▶ **Supplied records**
********

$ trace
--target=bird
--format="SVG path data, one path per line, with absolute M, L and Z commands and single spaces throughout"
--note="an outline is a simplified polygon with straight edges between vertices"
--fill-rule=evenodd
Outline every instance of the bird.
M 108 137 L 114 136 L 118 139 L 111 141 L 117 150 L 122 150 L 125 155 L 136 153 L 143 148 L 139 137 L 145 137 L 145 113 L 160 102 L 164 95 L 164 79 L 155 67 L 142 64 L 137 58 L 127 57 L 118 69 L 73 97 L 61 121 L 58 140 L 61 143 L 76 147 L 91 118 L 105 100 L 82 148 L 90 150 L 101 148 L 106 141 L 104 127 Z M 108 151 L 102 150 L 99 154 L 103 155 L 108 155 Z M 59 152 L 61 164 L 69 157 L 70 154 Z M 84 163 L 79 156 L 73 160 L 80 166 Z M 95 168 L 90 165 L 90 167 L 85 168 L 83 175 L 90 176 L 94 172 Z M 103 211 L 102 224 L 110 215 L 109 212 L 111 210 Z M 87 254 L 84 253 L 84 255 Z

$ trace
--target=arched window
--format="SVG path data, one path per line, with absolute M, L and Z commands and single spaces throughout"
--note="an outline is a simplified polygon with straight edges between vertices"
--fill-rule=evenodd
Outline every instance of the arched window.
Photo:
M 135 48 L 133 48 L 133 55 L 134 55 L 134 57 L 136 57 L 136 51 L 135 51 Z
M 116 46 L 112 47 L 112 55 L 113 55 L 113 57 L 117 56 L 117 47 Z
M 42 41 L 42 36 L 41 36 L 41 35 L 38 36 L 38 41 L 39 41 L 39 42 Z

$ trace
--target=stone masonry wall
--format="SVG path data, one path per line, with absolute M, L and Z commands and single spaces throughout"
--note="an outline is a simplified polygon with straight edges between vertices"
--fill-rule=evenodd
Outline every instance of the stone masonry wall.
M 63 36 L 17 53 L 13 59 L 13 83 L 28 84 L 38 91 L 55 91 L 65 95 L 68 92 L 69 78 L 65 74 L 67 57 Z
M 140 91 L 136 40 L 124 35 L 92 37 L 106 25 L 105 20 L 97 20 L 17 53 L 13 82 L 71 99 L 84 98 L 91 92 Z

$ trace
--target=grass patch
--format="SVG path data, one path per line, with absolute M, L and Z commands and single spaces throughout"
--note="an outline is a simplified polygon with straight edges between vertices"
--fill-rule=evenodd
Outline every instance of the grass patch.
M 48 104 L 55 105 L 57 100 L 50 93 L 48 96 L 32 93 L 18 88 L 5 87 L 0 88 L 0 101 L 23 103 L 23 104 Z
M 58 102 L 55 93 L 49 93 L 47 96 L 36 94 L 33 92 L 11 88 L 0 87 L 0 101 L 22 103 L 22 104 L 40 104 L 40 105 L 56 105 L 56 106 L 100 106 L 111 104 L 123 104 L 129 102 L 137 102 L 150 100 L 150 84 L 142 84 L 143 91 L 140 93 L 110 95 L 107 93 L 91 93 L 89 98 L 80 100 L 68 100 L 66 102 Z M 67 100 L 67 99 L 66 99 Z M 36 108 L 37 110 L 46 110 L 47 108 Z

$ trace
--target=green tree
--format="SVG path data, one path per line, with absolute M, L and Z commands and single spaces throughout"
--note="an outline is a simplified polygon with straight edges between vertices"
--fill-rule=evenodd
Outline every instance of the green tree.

********

▶ **Written request**
Please reproduce all of the data above word for word, from its first line through its last.

▶ **Exercise solution**
$ trace
--target=bird
--format="SVG path data, one path per line, with absolute M, L and Z commands and single spaces throughout"
--note="an outline is a simplified polygon with straight edges between vertices"
--fill-rule=evenodd
Outline every instance of the bird.
M 108 137 L 114 136 L 118 139 L 111 141 L 117 150 L 122 150 L 125 155 L 136 153 L 143 148 L 139 137 L 145 137 L 145 113 L 160 102 L 164 95 L 164 79 L 155 67 L 142 64 L 137 58 L 127 57 L 118 69 L 73 97 L 61 121 L 58 140 L 61 143 L 76 147 L 91 118 L 105 100 L 82 148 L 90 150 L 101 148 L 106 141 L 104 127 Z M 108 151 L 102 150 L 99 154 L 103 155 L 108 155 Z M 59 152 L 61 164 L 69 157 L 70 154 Z M 84 163 L 79 156 L 73 160 L 80 166 Z M 95 168 L 90 165 L 90 167 L 85 168 L 83 175 L 90 176 L 94 172 Z M 103 211 L 102 224 L 110 215 L 109 212 L 111 210 Z M 87 254 L 84 253 L 84 255 Z

$ trace
--target=arched window
--format="SVG path data, one path per line, with absolute M, L and Z commands and single spaces throughout"
--note="an outline is a simplified polygon with straight edges between vertices"
--fill-rule=evenodd
Outline every instance of the arched window.
Photo:
M 135 48 L 133 48 L 133 55 L 134 55 L 134 57 L 136 57 L 136 51 L 135 51 Z
M 116 46 L 112 47 L 112 55 L 113 55 L 113 57 L 117 56 L 117 47 Z
M 42 41 L 42 36 L 41 36 L 41 35 L 38 36 L 38 41 L 39 41 L 39 42 Z

$ trace
--target=stone masonry wall
--format="SVG path data, one path per line, with absolute M, L and Z commands and single spaces throughout"
--note="an outline is a simplified polygon with straight edges between vertices"
--fill-rule=evenodd
Outline every instance of the stone masonry wall.
M 63 36 L 17 53 L 13 59 L 13 83 L 28 84 L 38 91 L 55 91 L 65 95 L 68 92 L 69 78 L 65 74 L 67 57 Z
M 140 91 L 136 40 L 124 35 L 92 37 L 106 25 L 105 20 L 97 20 L 17 53 L 13 82 L 71 99 L 84 98 L 91 92 Z

$ trace
--target=grass patch
--format="SVG path data, one path per line, with absolute M, L and Z commands and single spaces throughout"
--note="an outline is a simplified polygon with straight edges between vertices"
--fill-rule=evenodd
Outline every instance of the grass patch.
M 48 104 L 55 105 L 57 100 L 50 93 L 48 96 L 32 93 L 18 88 L 5 87 L 0 88 L 0 101 L 23 103 L 23 104 Z
M 58 102 L 55 93 L 49 93 L 47 96 L 36 94 L 33 92 L 11 88 L 0 87 L 0 101 L 22 103 L 22 104 L 40 104 L 40 105 L 56 105 L 56 106 L 100 106 L 111 104 L 123 104 L 129 102 L 137 102 L 150 100 L 150 84 L 142 84 L 143 91 L 140 93 L 110 95 L 107 93 L 91 93 L 89 98 L 80 100 L 68 100 L 66 102 Z M 67 100 L 67 99 L 66 99 Z M 36 108 L 37 110 L 46 110 L 47 108 Z

$ trace
--target=green tree
--format="SVG path data, one path per line, with absolute M, L and Z commands and single spaces throughout"
--note="an outline is a simplified polygon with straight edges between vertices"
--fill-rule=evenodd
Outline every instance of the green tree.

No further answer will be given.